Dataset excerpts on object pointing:

• • •

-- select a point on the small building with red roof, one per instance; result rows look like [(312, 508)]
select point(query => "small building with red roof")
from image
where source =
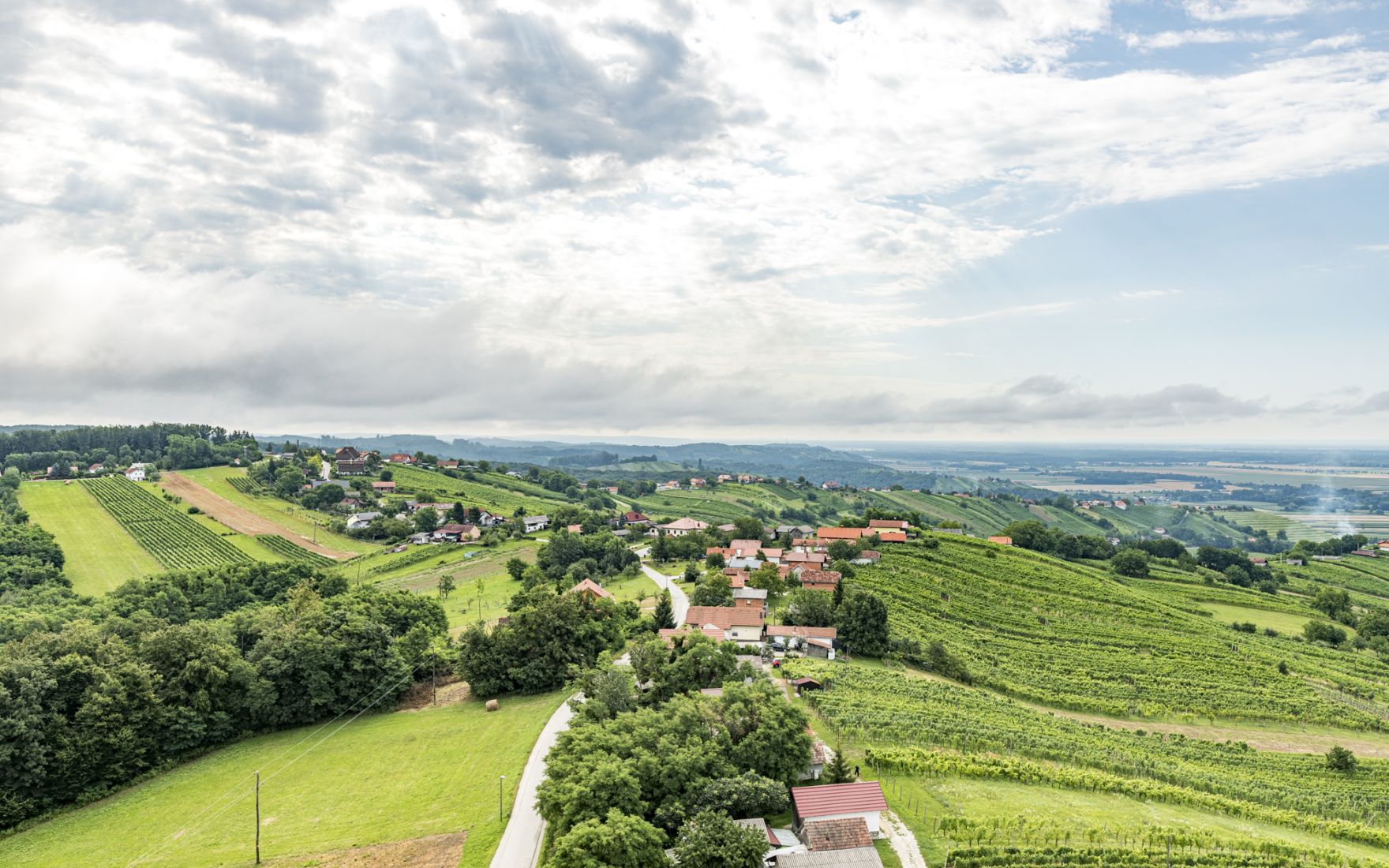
[(839, 802)]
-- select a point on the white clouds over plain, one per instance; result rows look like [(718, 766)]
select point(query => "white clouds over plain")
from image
[(305, 213)]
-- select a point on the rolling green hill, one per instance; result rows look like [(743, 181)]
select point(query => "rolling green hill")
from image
[(495, 492), (1073, 636)]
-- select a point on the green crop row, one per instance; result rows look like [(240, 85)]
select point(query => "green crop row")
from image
[(290, 552), (173, 538)]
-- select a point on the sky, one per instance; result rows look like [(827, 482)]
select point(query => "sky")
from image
[(1031, 219)]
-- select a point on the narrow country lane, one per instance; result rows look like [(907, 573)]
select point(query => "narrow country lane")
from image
[(680, 603), (520, 844)]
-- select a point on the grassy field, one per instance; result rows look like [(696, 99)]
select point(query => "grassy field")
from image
[(493, 492), (382, 778), (100, 555), (292, 518), (1284, 623)]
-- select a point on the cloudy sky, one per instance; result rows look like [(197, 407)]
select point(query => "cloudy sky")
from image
[(942, 219)]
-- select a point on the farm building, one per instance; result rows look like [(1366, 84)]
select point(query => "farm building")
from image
[(683, 526), (738, 624), (838, 802), (590, 586)]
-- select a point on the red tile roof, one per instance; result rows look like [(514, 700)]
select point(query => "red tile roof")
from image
[(668, 635), (838, 799), (809, 632), (723, 617), (818, 577), (844, 833), (590, 586), (839, 532)]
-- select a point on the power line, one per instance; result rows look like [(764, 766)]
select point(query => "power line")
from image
[(185, 833)]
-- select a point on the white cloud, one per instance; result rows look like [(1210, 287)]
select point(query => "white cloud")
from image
[(1174, 39), (578, 193), (1231, 10)]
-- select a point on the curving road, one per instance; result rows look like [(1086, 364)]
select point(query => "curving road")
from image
[(678, 600), (520, 846)]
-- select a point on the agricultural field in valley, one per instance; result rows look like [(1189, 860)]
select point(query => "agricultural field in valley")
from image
[(99, 553), (381, 778), (493, 492), (967, 769), (266, 513), (173, 538), (1070, 635)]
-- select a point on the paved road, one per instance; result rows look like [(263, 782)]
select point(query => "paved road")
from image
[(520, 844), (678, 600)]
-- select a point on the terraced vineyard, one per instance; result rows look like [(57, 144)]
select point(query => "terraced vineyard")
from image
[(926, 728), (1073, 636), (173, 538), (493, 492), (290, 552)]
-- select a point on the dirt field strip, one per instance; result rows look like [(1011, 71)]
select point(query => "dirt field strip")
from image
[(235, 517), (431, 851)]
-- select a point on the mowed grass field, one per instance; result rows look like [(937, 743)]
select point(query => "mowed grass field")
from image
[(295, 520), (100, 555), (382, 778)]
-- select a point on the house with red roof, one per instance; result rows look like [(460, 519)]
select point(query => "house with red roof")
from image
[(839, 802), (743, 625), (820, 579), (888, 524), (590, 586)]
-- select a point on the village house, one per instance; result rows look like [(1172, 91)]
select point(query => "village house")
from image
[(888, 524), (811, 641), (839, 844), (860, 800), (818, 758), (751, 597), (593, 589), (456, 533), (683, 526), (360, 520), (742, 625), (820, 579), (670, 634)]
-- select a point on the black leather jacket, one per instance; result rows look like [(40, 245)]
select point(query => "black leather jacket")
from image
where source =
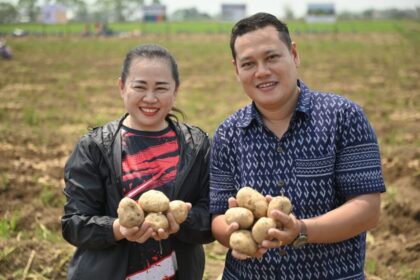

• • •

Update the records above by replacing "one per instance" with "one for each instance" and keeping everything else the same. Leave the pictures out of your answer.

-- select a point on the small building with red roof, one for each instance; result rows look like [(312, 508)]
select point(query => "small building with red roof")
from image
where source =
[(839, 802)]
-- select a point on the white clouds over plain, one for each instance; result rows look like [(718, 766)]
select point(query => "white clouds over plain")
from image
[(305, 213)]
-- select a point on the rolling green hill, one for each instance; result rows look like [(743, 181)]
select point(query => "rolling green hill")
from image
[(495, 492), (1073, 636)]
-- select a point on the green crop row, one for each instance; result rows look like [(240, 85)]
select point(query => "green crop row")
from image
[(290, 552), (173, 538)]
-- select a point on the sky, one for each instance; result rows look like [(827, 482)]
select point(query => "sky")
from image
[(1031, 219)]
-- select a point on the narrow country lane, one for each instance; result rows look like [(907, 573)]
select point(query => "narrow country lane")
from image
[(680, 603), (520, 844)]
-- select a point on the grassy field, one for each instance; result rows look like [(696, 99)]
select point(query => "grassy field")
from image
[(493, 492), (382, 778), (100, 555), (292, 518), (1284, 623)]
-- select a point on the cloudy sky, one for each instance; result rows look like [(197, 407)]
select point(query => "cloudy sky")
from image
[(942, 219)]
-- select a point on the farm building, one for each instance; result rows look like [(1366, 84)]
select point(query => "farm building")
from image
[(683, 526), (738, 624), (838, 802), (590, 586)]
-- select a point on the red tile roof, one for each instance; result rows look like [(514, 700)]
select point(query => "red tile roof")
from image
[(668, 635), (838, 799), (809, 632), (723, 617), (818, 577), (844, 833), (590, 586), (839, 532)]
-- select a point on the power line, one for each instance; result rows look like [(764, 766)]
select point(query => "power line")
from image
[(185, 833)]
-- select a point on the white cloud, one for each instance; result rows look like [(1210, 287)]
select point(query => "white cloud")
from image
[(1174, 39), (578, 193), (1231, 10)]
-- select a point on the curving road, one for each instance; result rows look like [(1086, 364)]
select point(query => "curving road")
from image
[(678, 600), (520, 846)]
-- select a point on the agricultural field in valley, one for each instance; result rows look like [(1189, 860)]
select point(query => "agricultural field in valley")
from image
[(99, 553), (381, 778), (493, 492), (967, 769), (266, 513), (173, 538), (1070, 635)]
-- select a point on the paved road, one for each instance; result rows look like [(263, 782)]
select point(query => "paved road")
from image
[(520, 844), (678, 600)]
-- select a point on the terraced vineyard, one for each instance; result rows look like [(57, 144)]
select point(query => "terraced vineyard")
from image
[(926, 728), (1073, 636), (173, 538), (493, 492), (290, 552)]
-- select a point on the dirt field strip, one for each instance; result rows look like [(1011, 71)]
select point(query => "dirt field strip")
from image
[(235, 517), (431, 851)]
-- select a point on the mowed grass field, one for each instance; result rows look like [(937, 743)]
select point(query => "mowed grass field")
from image
[(295, 520), (100, 555), (382, 778)]
-- select a point on the house with red roof, one for each instance; result rows look like [(460, 519)]
select point(query => "house with red roof")
from image
[(839, 802), (743, 625), (820, 579), (888, 524), (590, 586)]
-- select a point on the village house, one for each instance; result rows look like [(1172, 91)]
select point(query => "village house")
from image
[(888, 524), (811, 641), (839, 844), (860, 800), (818, 758), (751, 597), (593, 589), (456, 533), (683, 526), (360, 520), (742, 625), (820, 579), (670, 634)]
-- select a point on the black leather jacket, one for each instance; result rows look like [(40, 245)]
select point(query => "black leather jacket")
from image
where source =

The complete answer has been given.